→ **What to work on**:
Count the lines in the records below that contain the word "snowy", and reply with that number alone.

→ **Source material**:
_ _ _ _

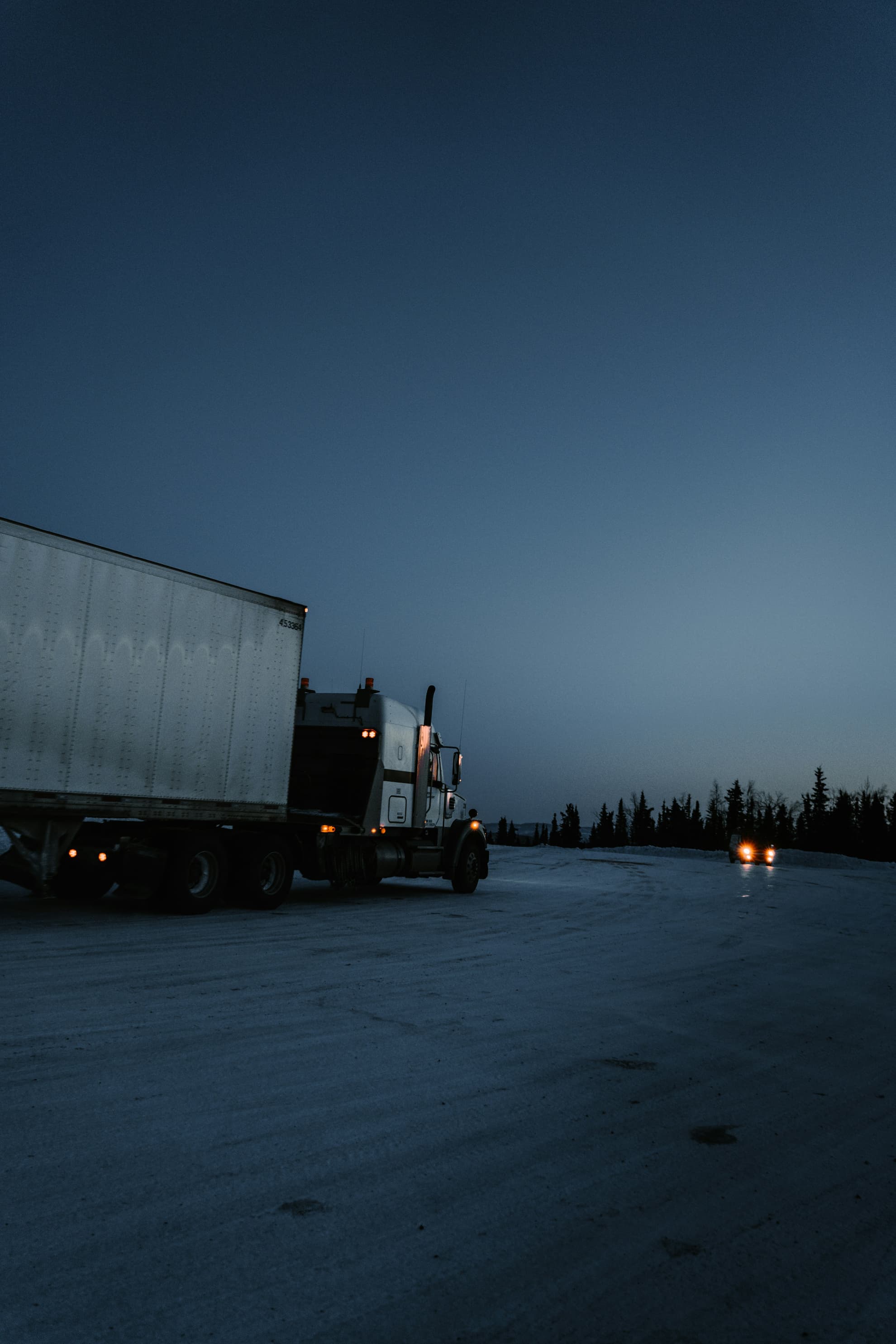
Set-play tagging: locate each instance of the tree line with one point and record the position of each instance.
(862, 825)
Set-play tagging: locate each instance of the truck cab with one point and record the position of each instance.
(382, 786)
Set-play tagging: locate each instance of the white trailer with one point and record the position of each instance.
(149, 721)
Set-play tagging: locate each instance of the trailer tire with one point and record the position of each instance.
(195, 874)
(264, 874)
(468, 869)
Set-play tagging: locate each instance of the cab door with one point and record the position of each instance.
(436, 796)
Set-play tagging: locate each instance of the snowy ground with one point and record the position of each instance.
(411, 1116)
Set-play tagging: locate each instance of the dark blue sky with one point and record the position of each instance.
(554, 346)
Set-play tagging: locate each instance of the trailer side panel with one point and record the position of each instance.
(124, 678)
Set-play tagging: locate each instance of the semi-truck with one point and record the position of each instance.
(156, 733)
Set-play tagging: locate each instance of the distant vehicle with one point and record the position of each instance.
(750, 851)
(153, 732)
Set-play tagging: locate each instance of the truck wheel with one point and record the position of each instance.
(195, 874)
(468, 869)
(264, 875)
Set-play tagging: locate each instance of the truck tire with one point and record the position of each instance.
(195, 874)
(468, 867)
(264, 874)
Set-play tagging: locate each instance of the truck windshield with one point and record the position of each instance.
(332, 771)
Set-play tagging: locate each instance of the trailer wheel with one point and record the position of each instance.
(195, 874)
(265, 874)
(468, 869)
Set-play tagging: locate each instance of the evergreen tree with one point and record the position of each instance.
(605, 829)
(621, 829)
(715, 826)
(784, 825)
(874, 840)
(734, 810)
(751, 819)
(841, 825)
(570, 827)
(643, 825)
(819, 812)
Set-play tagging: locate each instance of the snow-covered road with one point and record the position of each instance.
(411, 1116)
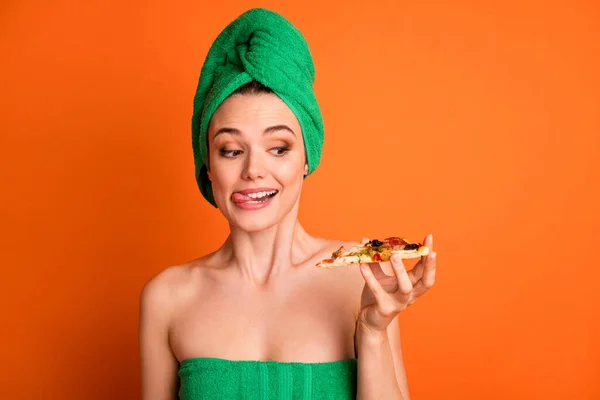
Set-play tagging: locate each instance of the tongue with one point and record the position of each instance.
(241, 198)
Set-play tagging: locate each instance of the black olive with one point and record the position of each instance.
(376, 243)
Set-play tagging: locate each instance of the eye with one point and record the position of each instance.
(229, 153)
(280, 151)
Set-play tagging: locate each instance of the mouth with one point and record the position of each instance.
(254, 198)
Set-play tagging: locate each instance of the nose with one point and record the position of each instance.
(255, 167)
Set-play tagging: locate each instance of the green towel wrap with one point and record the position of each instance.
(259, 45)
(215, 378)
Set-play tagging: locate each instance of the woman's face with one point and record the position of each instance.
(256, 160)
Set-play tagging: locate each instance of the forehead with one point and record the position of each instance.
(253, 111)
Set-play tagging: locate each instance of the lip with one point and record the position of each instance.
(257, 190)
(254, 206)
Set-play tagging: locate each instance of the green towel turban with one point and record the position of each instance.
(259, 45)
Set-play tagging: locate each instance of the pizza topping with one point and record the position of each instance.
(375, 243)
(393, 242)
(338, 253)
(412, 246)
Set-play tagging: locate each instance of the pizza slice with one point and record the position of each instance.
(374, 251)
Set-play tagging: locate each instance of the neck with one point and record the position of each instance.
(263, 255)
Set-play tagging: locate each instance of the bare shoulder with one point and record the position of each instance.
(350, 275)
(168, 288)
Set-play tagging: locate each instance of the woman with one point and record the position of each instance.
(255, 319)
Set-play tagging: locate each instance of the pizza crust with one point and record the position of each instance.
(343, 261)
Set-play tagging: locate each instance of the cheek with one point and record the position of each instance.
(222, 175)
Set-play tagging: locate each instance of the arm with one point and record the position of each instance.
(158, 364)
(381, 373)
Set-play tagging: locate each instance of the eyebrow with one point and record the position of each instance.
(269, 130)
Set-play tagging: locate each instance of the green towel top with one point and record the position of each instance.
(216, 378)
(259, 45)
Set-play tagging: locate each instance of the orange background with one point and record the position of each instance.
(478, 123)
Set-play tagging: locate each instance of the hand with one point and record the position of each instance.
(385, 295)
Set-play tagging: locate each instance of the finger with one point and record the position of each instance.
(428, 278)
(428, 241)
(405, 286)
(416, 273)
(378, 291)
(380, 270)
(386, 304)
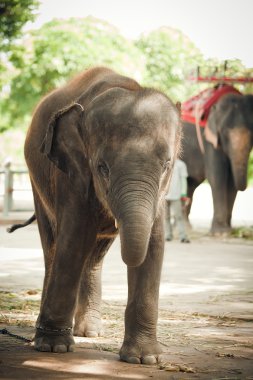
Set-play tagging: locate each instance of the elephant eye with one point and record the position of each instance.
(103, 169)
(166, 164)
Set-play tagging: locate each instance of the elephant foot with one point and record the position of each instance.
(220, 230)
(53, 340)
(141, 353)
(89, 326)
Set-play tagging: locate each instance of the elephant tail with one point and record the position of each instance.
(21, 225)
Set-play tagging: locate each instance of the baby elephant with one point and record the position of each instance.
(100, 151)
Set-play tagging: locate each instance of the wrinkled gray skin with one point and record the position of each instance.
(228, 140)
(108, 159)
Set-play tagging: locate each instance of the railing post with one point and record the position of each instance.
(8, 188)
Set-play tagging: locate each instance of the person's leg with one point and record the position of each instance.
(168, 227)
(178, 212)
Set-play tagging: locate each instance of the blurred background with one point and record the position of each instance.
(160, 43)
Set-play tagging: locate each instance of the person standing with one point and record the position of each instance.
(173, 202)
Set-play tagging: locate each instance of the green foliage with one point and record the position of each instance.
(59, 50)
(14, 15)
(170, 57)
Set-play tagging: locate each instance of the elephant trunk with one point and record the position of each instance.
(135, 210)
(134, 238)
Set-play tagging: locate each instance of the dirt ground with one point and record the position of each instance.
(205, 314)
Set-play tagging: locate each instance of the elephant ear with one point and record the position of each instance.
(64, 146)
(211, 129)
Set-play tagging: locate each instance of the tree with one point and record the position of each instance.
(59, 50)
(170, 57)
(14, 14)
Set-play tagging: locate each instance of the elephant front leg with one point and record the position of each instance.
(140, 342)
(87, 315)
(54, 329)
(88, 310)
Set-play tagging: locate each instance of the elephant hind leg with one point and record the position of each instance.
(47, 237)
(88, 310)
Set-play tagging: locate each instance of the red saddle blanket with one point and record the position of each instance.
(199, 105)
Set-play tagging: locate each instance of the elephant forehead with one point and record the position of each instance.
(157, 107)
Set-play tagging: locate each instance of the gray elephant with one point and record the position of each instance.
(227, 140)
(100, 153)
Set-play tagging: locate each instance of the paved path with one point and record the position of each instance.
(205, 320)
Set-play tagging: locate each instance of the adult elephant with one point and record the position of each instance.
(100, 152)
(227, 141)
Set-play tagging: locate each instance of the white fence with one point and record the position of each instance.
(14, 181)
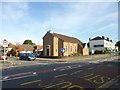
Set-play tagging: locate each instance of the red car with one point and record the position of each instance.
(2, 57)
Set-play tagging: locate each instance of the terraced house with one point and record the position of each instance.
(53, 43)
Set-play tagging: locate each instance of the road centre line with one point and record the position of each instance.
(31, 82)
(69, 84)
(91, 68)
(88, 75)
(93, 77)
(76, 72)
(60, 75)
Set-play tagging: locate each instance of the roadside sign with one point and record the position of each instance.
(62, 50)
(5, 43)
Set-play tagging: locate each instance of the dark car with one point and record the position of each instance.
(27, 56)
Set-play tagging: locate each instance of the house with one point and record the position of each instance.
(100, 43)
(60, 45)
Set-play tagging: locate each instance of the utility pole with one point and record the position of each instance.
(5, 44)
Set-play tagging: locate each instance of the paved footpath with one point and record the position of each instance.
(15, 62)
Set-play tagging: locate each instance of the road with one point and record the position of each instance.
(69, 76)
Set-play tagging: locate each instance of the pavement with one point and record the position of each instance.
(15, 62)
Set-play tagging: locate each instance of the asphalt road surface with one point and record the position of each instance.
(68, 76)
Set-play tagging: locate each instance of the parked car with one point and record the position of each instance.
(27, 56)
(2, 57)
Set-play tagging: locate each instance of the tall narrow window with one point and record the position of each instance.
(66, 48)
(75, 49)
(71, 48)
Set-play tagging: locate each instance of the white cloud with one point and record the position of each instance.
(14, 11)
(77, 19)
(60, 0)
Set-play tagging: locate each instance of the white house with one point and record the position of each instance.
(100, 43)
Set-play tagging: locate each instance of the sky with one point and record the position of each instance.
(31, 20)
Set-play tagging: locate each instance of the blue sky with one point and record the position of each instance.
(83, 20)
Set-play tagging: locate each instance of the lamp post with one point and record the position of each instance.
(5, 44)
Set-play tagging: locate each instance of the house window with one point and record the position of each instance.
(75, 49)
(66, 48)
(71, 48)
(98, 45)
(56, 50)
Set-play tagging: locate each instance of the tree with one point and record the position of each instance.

_ _ _ _

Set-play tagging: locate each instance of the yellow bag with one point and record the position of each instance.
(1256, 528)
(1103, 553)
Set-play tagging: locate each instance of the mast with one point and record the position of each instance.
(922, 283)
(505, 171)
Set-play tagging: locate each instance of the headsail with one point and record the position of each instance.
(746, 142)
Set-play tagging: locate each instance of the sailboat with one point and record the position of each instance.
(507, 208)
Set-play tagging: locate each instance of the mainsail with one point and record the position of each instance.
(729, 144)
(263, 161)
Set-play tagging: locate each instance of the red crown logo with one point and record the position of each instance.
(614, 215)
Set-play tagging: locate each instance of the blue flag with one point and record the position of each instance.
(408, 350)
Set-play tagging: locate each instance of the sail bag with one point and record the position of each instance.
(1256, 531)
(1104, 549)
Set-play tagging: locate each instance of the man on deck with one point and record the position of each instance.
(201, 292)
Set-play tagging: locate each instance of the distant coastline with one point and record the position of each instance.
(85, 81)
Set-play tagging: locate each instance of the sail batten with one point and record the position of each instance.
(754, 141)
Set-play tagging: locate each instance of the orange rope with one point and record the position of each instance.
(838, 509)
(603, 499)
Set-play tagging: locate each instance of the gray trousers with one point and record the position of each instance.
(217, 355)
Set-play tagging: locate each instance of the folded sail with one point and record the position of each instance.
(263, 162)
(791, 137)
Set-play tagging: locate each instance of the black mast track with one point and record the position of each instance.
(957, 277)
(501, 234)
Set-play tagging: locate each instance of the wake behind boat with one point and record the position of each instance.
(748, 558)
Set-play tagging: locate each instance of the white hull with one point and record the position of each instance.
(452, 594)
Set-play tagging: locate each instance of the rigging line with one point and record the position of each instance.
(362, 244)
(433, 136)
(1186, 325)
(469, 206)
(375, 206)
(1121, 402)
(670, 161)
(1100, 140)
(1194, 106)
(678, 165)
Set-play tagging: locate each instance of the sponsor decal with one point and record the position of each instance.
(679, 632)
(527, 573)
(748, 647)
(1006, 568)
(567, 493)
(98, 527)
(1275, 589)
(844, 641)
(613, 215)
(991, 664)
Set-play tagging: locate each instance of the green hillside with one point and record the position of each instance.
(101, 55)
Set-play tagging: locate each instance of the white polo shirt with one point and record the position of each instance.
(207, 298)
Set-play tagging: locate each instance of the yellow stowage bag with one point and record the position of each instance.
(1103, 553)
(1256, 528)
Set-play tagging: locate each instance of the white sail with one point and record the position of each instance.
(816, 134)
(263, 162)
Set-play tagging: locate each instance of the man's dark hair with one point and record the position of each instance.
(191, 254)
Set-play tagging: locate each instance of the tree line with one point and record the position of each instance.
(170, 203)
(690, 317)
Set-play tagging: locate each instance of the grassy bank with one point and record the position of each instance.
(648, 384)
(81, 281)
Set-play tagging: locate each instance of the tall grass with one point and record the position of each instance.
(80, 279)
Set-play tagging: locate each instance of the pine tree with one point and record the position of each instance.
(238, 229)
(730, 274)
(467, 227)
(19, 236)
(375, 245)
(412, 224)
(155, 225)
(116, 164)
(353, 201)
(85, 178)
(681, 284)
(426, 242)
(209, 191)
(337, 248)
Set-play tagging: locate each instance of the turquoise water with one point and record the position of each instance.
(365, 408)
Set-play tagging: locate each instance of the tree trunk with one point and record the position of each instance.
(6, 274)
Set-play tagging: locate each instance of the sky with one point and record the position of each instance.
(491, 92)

_ _ _ _

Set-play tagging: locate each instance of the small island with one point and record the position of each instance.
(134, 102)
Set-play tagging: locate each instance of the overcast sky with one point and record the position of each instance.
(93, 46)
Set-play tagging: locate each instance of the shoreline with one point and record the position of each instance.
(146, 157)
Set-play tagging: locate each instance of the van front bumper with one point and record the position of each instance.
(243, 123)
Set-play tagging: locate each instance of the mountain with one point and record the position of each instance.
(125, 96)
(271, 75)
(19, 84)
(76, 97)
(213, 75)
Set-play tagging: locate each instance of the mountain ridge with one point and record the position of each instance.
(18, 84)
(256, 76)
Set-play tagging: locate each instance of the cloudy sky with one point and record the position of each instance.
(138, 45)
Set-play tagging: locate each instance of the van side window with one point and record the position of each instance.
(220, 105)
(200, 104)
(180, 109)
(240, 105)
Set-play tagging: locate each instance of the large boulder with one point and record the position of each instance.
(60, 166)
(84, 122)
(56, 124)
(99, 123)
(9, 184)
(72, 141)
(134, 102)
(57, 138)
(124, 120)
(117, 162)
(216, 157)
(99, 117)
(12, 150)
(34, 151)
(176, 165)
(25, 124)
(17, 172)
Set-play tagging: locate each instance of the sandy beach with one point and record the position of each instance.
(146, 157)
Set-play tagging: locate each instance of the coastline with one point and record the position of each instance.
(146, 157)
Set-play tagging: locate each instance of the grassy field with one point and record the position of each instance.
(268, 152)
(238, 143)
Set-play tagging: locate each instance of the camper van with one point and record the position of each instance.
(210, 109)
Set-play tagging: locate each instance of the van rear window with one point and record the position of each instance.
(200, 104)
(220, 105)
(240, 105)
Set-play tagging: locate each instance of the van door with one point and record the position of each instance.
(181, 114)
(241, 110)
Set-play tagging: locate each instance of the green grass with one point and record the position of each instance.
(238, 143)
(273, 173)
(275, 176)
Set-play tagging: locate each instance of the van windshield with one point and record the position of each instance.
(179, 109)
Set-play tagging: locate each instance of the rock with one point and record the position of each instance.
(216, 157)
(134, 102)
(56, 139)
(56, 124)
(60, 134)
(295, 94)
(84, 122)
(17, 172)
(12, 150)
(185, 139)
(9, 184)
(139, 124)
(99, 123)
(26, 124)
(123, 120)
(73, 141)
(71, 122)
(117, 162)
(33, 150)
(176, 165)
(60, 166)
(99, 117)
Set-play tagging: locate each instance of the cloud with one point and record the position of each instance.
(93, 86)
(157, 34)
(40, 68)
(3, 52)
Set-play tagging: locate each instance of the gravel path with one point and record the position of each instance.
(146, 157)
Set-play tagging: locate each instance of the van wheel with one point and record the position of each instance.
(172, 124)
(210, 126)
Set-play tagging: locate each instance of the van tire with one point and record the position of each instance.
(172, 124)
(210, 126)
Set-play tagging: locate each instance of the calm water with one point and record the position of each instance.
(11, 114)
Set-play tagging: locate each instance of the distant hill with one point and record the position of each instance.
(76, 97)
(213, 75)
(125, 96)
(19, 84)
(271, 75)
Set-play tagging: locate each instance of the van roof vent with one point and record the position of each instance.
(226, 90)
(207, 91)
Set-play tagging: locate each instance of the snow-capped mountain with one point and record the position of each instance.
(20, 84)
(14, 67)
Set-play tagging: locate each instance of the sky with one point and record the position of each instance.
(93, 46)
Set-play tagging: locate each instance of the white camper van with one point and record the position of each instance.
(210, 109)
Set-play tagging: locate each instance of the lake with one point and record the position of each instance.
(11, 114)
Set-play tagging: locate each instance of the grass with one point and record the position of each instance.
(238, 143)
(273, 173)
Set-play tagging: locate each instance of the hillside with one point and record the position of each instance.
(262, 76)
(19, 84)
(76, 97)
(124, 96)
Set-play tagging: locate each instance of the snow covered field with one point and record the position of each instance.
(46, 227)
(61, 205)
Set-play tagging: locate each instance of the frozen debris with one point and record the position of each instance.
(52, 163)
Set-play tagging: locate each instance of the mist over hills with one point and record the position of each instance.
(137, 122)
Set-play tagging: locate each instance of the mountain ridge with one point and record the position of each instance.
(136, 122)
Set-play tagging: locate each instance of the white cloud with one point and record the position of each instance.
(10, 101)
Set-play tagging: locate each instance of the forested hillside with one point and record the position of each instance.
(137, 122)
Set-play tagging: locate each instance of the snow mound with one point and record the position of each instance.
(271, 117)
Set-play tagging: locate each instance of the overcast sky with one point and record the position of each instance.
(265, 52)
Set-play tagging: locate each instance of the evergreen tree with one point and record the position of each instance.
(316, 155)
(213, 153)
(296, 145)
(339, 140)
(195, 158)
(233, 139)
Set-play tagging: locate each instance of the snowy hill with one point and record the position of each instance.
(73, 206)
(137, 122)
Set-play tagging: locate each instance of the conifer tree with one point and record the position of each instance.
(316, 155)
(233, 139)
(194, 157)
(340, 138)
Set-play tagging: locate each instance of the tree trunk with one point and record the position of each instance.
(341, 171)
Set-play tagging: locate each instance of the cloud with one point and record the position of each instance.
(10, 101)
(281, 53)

_ _ _ _

→ **Solution below**:
2